■ **WHAT YOU SHOULD DO**: Repeat all the material exactly; pictures stay out of your copy.

==================================================

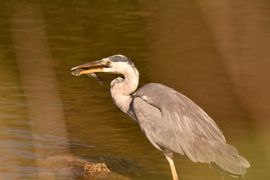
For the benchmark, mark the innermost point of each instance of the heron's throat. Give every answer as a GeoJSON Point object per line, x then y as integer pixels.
{"type": "Point", "coordinates": [121, 89]}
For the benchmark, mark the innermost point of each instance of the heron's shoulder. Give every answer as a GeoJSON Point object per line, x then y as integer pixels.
{"type": "Point", "coordinates": [153, 89]}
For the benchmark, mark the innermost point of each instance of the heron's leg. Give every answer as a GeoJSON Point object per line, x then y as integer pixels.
{"type": "Point", "coordinates": [169, 157]}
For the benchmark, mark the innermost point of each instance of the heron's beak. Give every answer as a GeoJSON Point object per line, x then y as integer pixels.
{"type": "Point", "coordinates": [88, 68]}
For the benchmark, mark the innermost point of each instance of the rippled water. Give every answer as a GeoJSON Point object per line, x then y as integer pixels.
{"type": "Point", "coordinates": [214, 52]}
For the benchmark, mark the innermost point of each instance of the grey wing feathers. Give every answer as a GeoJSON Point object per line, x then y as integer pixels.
{"type": "Point", "coordinates": [172, 121]}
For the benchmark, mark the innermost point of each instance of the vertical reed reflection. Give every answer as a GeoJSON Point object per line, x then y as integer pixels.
{"type": "Point", "coordinates": [241, 32]}
{"type": "Point", "coordinates": [38, 80]}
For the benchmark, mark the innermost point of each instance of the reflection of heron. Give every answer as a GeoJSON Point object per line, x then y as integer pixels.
{"type": "Point", "coordinates": [170, 120]}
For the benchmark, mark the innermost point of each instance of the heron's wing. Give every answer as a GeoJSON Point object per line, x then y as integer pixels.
{"type": "Point", "coordinates": [172, 121]}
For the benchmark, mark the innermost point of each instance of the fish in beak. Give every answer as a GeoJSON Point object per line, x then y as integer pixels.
{"type": "Point", "coordinates": [90, 69]}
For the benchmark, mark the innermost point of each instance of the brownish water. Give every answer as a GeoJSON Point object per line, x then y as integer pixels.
{"type": "Point", "coordinates": [217, 53]}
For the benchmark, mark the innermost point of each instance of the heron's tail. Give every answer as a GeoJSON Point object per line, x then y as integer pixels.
{"type": "Point", "coordinates": [227, 157]}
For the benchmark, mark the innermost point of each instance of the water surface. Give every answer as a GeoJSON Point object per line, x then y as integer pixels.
{"type": "Point", "coordinates": [214, 52]}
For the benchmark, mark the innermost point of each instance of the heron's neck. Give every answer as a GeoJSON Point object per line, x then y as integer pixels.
{"type": "Point", "coordinates": [121, 89]}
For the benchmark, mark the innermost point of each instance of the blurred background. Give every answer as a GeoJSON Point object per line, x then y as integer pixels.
{"type": "Point", "coordinates": [215, 52]}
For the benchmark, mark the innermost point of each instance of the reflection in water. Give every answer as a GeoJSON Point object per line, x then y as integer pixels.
{"type": "Point", "coordinates": [216, 53]}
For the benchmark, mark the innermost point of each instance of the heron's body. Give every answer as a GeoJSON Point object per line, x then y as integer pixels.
{"type": "Point", "coordinates": [171, 121]}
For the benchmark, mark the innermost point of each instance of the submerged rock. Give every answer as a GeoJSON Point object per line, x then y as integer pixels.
{"type": "Point", "coordinates": [103, 167]}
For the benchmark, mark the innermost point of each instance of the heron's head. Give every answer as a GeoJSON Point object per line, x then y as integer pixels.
{"type": "Point", "coordinates": [116, 64]}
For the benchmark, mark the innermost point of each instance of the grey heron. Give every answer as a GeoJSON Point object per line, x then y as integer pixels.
{"type": "Point", "coordinates": [171, 121]}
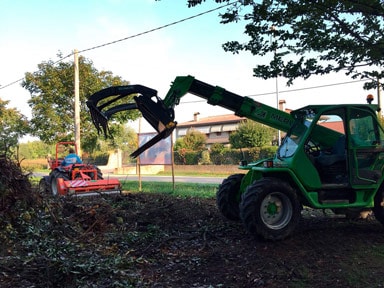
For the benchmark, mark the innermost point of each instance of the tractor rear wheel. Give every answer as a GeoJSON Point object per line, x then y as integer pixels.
{"type": "Point", "coordinates": [56, 174]}
{"type": "Point", "coordinates": [270, 208]}
{"type": "Point", "coordinates": [378, 209]}
{"type": "Point", "coordinates": [226, 197]}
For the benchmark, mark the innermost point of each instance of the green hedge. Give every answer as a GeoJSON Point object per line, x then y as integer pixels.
{"type": "Point", "coordinates": [223, 157]}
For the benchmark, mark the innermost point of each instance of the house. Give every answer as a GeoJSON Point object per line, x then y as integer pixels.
{"type": "Point", "coordinates": [216, 128]}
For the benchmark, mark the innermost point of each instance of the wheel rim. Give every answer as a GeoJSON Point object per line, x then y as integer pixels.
{"type": "Point", "coordinates": [276, 210]}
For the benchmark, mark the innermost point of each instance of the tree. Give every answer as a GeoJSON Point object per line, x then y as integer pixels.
{"type": "Point", "coordinates": [251, 134]}
{"type": "Point", "coordinates": [52, 101]}
{"type": "Point", "coordinates": [306, 37]}
{"type": "Point", "coordinates": [13, 125]}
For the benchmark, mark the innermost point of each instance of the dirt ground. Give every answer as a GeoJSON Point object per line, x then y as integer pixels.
{"type": "Point", "coordinates": [157, 240]}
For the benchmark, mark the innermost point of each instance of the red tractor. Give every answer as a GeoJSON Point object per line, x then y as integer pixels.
{"type": "Point", "coordinates": [75, 179]}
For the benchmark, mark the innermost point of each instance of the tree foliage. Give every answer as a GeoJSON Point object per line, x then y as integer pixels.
{"type": "Point", "coordinates": [305, 37]}
{"type": "Point", "coordinates": [52, 100]}
{"type": "Point", "coordinates": [13, 125]}
{"type": "Point", "coordinates": [251, 134]}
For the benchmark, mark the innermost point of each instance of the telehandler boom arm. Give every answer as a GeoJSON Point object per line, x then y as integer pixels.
{"type": "Point", "coordinates": [160, 113]}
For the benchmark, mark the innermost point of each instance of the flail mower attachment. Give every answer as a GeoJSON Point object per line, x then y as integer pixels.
{"type": "Point", "coordinates": [102, 105]}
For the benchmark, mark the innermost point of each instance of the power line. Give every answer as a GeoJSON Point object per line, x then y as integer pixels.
{"type": "Point", "coordinates": [130, 37]}
{"type": "Point", "coordinates": [287, 91]}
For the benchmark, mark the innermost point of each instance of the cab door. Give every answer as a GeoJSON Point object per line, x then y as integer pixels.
{"type": "Point", "coordinates": [366, 140]}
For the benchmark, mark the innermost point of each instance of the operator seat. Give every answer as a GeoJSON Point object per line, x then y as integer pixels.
{"type": "Point", "coordinates": [337, 153]}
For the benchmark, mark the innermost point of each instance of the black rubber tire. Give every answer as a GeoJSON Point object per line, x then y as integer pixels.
{"type": "Point", "coordinates": [56, 174]}
{"type": "Point", "coordinates": [226, 197]}
{"type": "Point", "coordinates": [378, 208]}
{"type": "Point", "coordinates": [270, 208]}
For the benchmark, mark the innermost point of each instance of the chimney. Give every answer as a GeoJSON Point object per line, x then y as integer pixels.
{"type": "Point", "coordinates": [196, 116]}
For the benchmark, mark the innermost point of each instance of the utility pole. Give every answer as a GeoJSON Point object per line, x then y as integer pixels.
{"type": "Point", "coordinates": [379, 97]}
{"type": "Point", "coordinates": [77, 103]}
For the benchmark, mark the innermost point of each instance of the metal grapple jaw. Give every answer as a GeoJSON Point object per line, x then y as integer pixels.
{"type": "Point", "coordinates": [102, 105]}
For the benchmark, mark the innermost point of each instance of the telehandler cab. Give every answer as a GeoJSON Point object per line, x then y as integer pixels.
{"type": "Point", "coordinates": [331, 157]}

==================================================

■ **RESULT OF THE TASK**:
For the benchmark, mark the innermost point of each instance of the heron's throat. Give every answer as a GeoJSON Point object per line, x then y as integer pixels.
{"type": "Point", "coordinates": [121, 89]}
For the benchmark, mark the innermost point of each instance of the heron's shoulder. Give every answer as a GeoJSON Point object per line, x then y as integer pixels.
{"type": "Point", "coordinates": [153, 89]}
For the benchmark, mark the innermost point of each instance of the heron's leg. Give every answer as a GeoJSON Point object per line, x then y as integer pixels.
{"type": "Point", "coordinates": [169, 157]}
For the benchmark, mark the innermost point of each instance of the heron's beak. Give every answer as a GeoJSON Point object per line, x then y as integer pixels.
{"type": "Point", "coordinates": [88, 68]}
For the benchmark, mark the innermost point of each instance of the rippled water. Give every answer as a GeoJSON Point object per line, x then y as integer pixels.
{"type": "Point", "coordinates": [214, 52]}
For the benchmark, mark the innermost point of each instance of the grey wing feathers. Give every answer as a GeoJSON Point object per line, x then y as integer pixels.
{"type": "Point", "coordinates": [172, 121]}
For the benchmark, mark the innermost point of each instance of the vertical reed reflection. Give every answer as a GeoJSON Point object per line, x then y as integer pixels.
{"type": "Point", "coordinates": [241, 32]}
{"type": "Point", "coordinates": [38, 80]}
For the benchmark, mark the innermost point of each instance of the reflection of heron. Give every answer as a GeoJSON Point object per line, x then y as integer pixels.
{"type": "Point", "coordinates": [170, 120]}
For the benchmark, mark the innermost point of each instance of the heron's wing. Give every answer as a GeoJSON Point object per line, x then y as integer pixels.
{"type": "Point", "coordinates": [172, 121]}
For the benchmark, mark the innermost point of each instance of the fish in beak. Give every answer as a GeoJSON Point object per line, x then y as integer pixels.
{"type": "Point", "coordinates": [90, 69]}
For the benchmark, mark the innermost point of each instance of the brownish water. Give every answer as a GeoJSON Point object per line, x then y as integer pixels.
{"type": "Point", "coordinates": [217, 53]}
For the benchmark, mark the innermost point of each instance of the heron's tail. Give every answer as a GeoJSON Point object per line, x then y as integer pixels.
{"type": "Point", "coordinates": [227, 157]}
For the benchmark, mark the innermost point of each instance of the water surface. Give every answer as a GeoJSON Point object per line, x then y as integer pixels.
{"type": "Point", "coordinates": [214, 52]}
For the benchmark, mark the innermost point of each instance of the heron's neck. Give every answer as a GeoJSON Point object per line, x then y as integer pixels.
{"type": "Point", "coordinates": [121, 89]}
For the benchmark, mark the innermost point of each instance of the blurred background. Give every answer as a GeoJSON Point object per line, x then y as integer pixels.
{"type": "Point", "coordinates": [215, 52]}
For the benchmark, mark the innermost point of each instance of the reflection in water. Give every answer as a GeoJSON Point object per line, x then y as integer pixels.
{"type": "Point", "coordinates": [216, 53]}
For the benchmark, mark the innermost point of each instance of the heron's body. Give every answer as a GeoJSON Point object per line, x then y as integer pixels.
{"type": "Point", "coordinates": [171, 121]}
For the benchmark, mark the innermost point of each instance of the submerged rock. Give every answer as a GeoJSON Point object per line, x then y as integer pixels.
{"type": "Point", "coordinates": [103, 167]}
For the benchmark, mark the innermost point of each instance of the heron's head. Give every answer as a GeoJSON Point object per line, x then y as integer pixels.
{"type": "Point", "coordinates": [116, 64]}
For the benchmark, mark the innermost point of each instance of the grey heron. Give every answer as a GeoJSON Point object per line, x then y as integer pixels.
{"type": "Point", "coordinates": [171, 121]}
For the benchmark, mark the innermost point of each instance of the tractor rear wheel. Give every answer as a GeoJSON Point object per line, x then y as integer pixels.
{"type": "Point", "coordinates": [56, 174]}
{"type": "Point", "coordinates": [270, 208]}
{"type": "Point", "coordinates": [378, 209]}
{"type": "Point", "coordinates": [226, 197]}
For the benchmark, mark the innermost point of each instance of the green hedge. Give every answer as a GeoJSON Point object per line, x then y as integer pixels.
{"type": "Point", "coordinates": [223, 157]}
For the benchmark, mark the innermost point of each instance of the house. Give every answer as a GeoJSON Point object per line, x then y as integer pixels.
{"type": "Point", "coordinates": [216, 128]}
For the benchmark, mark the innermost point of each instance of the wheel rim. Give every answer as a GeoJSON Point object per line, x then y as integer pixels.
{"type": "Point", "coordinates": [276, 210]}
For the benchmark, mark the innermost point of each instance of the tree. Give every answer as a GeoJSON Point object per line, x then y as integer pixels.
{"type": "Point", "coordinates": [251, 134]}
{"type": "Point", "coordinates": [52, 101]}
{"type": "Point", "coordinates": [306, 37]}
{"type": "Point", "coordinates": [13, 125]}
For the benchmark, mark the innermost point of each instance of the dirt ground. Give every answer as a GeoJSON Point object per line, x then y as integer pixels.
{"type": "Point", "coordinates": [157, 240]}
For the benchmark, mark the innermost point of each instance of the red tractor. Give every answer as a GeoJSON Point object per line, x then y as integer pixels.
{"type": "Point", "coordinates": [75, 179]}
For the benchmark, mark the innermost point of each instance of the tree foliage. Give every answer as a GeoJSON Point object per line, x then y as integer pixels.
{"type": "Point", "coordinates": [305, 37]}
{"type": "Point", "coordinates": [52, 100]}
{"type": "Point", "coordinates": [13, 125]}
{"type": "Point", "coordinates": [251, 134]}
For the benchmark, mark the innermost point of each instance of the telehandler boom arm. Give every answer as a GeoJSON Point object per line, x then y as integer pixels.
{"type": "Point", "coordinates": [160, 113]}
For the benchmark, mark the innermost point of each instance of the flail mower attachment. Give every answer as a GeoJSON Point object per line, x then y as integer pixels.
{"type": "Point", "coordinates": [102, 105]}
For the benchmark, mark the innermost point of each instance of the power line. Give every answer as a GeoJSON Point object per line, x then y as integer pixels.
{"type": "Point", "coordinates": [130, 37]}
{"type": "Point", "coordinates": [287, 91]}
For the benchmark, mark the innermost point of each instance of the cab door. Give every answer as a GeoJSON Point object per line, x then y as integer pixels.
{"type": "Point", "coordinates": [366, 140]}
For the benchmark, mark the innermost point of each instance of the operator seat. Give every answer as a GeoJSON Point object per line, x then y as integer pixels.
{"type": "Point", "coordinates": [337, 153]}
For the benchmark, mark the innermost point of each instance of the black rubber tire. Give every answer as a GeoJSON Point object per line, x then y as integer pixels.
{"type": "Point", "coordinates": [56, 174]}
{"type": "Point", "coordinates": [226, 197]}
{"type": "Point", "coordinates": [378, 208]}
{"type": "Point", "coordinates": [270, 208]}
For the benchmark, mark the innermost point of each instance of the chimney. Give every answer as a GeoJSON Point object per line, x then y as integer pixels.
{"type": "Point", "coordinates": [196, 116]}
For the benchmark, mark the innermost point of each instance of the utility pole. Give every answer as a GeoJSON Point object per line, x then y as integer pixels.
{"type": "Point", "coordinates": [379, 97]}
{"type": "Point", "coordinates": [77, 103]}
For the benchmark, mark the innermost point of each instance of the metal grapple jaw. Give every answer as a GeoJSON Point object per line, x then y as integer pixels.
{"type": "Point", "coordinates": [102, 105]}
For the benchmark, mark the innermost point of each instance of the telehandler cab. Give every answer as a GeoJSON Point object per line, x then y as integer pixels.
{"type": "Point", "coordinates": [331, 157]}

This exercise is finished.